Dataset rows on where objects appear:

- - -

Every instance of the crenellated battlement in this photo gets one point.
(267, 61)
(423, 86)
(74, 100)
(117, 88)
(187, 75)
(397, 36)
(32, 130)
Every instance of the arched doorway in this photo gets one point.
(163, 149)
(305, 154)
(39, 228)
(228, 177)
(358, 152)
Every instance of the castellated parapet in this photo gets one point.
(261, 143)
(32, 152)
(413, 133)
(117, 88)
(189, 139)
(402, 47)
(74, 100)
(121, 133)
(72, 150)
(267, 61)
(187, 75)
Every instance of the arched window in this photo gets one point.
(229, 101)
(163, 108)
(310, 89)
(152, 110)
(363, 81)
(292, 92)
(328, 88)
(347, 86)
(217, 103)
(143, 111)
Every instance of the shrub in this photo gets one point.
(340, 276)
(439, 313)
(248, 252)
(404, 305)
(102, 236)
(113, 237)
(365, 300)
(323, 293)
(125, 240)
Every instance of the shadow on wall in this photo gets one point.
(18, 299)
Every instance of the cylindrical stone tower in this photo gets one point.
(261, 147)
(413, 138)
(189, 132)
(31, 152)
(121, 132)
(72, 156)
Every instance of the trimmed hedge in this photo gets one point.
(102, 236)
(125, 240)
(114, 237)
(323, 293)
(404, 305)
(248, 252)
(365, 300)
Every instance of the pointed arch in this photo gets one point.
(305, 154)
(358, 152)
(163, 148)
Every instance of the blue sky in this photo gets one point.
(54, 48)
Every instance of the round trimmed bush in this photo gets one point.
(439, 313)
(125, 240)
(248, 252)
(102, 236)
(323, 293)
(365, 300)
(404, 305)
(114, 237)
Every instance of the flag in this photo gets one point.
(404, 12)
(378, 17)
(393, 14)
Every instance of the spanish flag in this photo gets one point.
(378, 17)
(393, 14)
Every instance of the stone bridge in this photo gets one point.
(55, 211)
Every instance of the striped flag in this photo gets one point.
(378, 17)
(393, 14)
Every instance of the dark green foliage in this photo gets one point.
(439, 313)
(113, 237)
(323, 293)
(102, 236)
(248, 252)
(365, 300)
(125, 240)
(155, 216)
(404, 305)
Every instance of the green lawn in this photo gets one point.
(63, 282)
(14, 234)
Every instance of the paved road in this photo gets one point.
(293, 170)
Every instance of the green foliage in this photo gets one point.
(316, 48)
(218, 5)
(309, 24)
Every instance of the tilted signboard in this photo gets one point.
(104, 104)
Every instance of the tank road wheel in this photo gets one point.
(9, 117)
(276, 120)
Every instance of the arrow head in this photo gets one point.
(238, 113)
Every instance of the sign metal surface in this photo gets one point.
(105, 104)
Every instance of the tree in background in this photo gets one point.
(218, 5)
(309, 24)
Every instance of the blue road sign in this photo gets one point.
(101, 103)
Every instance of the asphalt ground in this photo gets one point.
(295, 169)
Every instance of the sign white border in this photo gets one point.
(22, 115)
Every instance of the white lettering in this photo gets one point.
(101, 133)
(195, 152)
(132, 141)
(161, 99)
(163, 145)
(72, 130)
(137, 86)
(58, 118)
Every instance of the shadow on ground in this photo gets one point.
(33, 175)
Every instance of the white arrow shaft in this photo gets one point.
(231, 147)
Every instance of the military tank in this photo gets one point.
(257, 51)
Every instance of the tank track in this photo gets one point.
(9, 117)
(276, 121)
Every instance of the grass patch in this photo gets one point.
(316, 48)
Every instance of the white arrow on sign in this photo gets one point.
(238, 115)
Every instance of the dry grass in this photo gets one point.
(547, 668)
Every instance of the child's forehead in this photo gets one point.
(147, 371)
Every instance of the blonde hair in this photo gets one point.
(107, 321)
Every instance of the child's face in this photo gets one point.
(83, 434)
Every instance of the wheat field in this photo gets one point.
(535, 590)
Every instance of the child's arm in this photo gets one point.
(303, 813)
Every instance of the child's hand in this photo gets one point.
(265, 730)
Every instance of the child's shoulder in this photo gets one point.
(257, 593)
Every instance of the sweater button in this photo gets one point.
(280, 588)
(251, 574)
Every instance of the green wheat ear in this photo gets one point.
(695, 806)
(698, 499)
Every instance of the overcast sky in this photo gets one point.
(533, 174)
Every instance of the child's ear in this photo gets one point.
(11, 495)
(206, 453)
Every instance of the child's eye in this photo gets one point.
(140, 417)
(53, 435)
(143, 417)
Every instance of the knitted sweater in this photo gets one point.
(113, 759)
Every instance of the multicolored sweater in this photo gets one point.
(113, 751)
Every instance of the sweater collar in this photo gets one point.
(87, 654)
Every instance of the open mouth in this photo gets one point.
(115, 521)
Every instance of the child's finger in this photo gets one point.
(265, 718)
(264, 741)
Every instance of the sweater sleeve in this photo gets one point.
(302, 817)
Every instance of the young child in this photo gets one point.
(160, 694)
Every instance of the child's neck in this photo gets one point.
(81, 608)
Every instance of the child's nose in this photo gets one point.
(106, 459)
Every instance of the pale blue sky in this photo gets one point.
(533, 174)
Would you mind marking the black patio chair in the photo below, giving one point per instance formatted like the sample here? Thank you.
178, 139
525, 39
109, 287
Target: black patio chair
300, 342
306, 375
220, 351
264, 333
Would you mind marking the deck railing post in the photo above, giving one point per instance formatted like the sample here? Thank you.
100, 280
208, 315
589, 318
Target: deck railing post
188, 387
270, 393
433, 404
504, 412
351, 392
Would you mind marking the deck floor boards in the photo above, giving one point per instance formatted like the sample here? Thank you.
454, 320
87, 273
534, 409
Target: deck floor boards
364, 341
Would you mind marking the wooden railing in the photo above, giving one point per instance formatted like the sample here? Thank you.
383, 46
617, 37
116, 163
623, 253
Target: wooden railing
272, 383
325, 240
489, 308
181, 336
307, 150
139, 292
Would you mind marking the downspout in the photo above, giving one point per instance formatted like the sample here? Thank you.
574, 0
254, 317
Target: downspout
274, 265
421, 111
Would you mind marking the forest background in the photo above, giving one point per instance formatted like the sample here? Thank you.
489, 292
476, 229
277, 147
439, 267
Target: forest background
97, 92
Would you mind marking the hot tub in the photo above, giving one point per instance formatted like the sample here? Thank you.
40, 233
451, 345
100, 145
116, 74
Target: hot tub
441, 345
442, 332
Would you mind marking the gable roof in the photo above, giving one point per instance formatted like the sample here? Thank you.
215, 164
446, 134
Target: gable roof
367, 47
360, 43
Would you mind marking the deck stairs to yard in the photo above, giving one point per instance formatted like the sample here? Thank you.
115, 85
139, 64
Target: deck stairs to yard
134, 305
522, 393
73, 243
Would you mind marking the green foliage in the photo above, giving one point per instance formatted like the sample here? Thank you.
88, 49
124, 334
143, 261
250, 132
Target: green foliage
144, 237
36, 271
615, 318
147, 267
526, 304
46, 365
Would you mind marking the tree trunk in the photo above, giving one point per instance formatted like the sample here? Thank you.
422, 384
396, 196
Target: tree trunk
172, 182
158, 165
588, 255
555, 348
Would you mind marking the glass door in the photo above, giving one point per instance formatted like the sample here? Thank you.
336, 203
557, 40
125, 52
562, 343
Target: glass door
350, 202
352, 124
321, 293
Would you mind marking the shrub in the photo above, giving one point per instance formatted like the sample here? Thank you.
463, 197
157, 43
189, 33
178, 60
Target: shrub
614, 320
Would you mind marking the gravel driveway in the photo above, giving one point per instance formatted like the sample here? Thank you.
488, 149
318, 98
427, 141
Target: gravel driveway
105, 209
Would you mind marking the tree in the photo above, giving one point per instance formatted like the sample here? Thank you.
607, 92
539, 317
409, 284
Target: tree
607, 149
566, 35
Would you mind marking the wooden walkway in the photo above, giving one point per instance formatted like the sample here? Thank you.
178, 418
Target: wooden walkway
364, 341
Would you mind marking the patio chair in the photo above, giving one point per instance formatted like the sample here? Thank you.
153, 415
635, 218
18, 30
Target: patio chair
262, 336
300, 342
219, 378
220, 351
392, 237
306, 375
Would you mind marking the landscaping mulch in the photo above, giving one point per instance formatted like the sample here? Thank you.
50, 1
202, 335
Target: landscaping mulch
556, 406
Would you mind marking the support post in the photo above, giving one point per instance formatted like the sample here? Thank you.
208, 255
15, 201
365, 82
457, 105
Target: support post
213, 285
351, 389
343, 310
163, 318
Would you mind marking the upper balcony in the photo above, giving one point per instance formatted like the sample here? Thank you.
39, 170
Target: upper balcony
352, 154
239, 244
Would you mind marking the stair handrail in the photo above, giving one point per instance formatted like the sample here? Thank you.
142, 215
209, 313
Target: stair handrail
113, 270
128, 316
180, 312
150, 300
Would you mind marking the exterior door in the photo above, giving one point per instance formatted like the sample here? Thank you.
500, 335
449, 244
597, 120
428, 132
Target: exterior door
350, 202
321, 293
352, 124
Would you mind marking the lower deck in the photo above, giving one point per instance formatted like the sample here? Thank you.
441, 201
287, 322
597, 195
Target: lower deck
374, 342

- - -

▶ Written problem:
Output the line containing "Would you mind marking the support" and all lines after it to the end of the records, exactly as given.

▶ Response:
Would you mind marking the support post in the photo above, giving one point per instance formatted like the sample here? Thank you.
208, 255
15, 201
365, 82
457, 105
Target: support post
213, 285
351, 389
343, 310
163, 318
Would you mind marking the upper balcony in the photo above, giving one point per instance formatted like the sample here? Thank you.
39, 170
Target: upper balcony
352, 154
239, 244
Would you mind marking the stair handrail in the photo above, giving one point per instance formatted like the sample here? Thank you.
142, 215
209, 313
Target: stair handrail
113, 270
128, 316
180, 312
150, 300
Would you mind marking the exterior door in the photo above, giving one point per instance formatted like the sample here? Thank you.
500, 335
449, 244
597, 120
428, 132
Target: exterior door
350, 202
321, 293
352, 124
Would you mind marking the lower deck in the photo above, giving one point per instance formatted like the sample here? Thank you.
441, 201
287, 322
597, 195
Target: lower deck
374, 342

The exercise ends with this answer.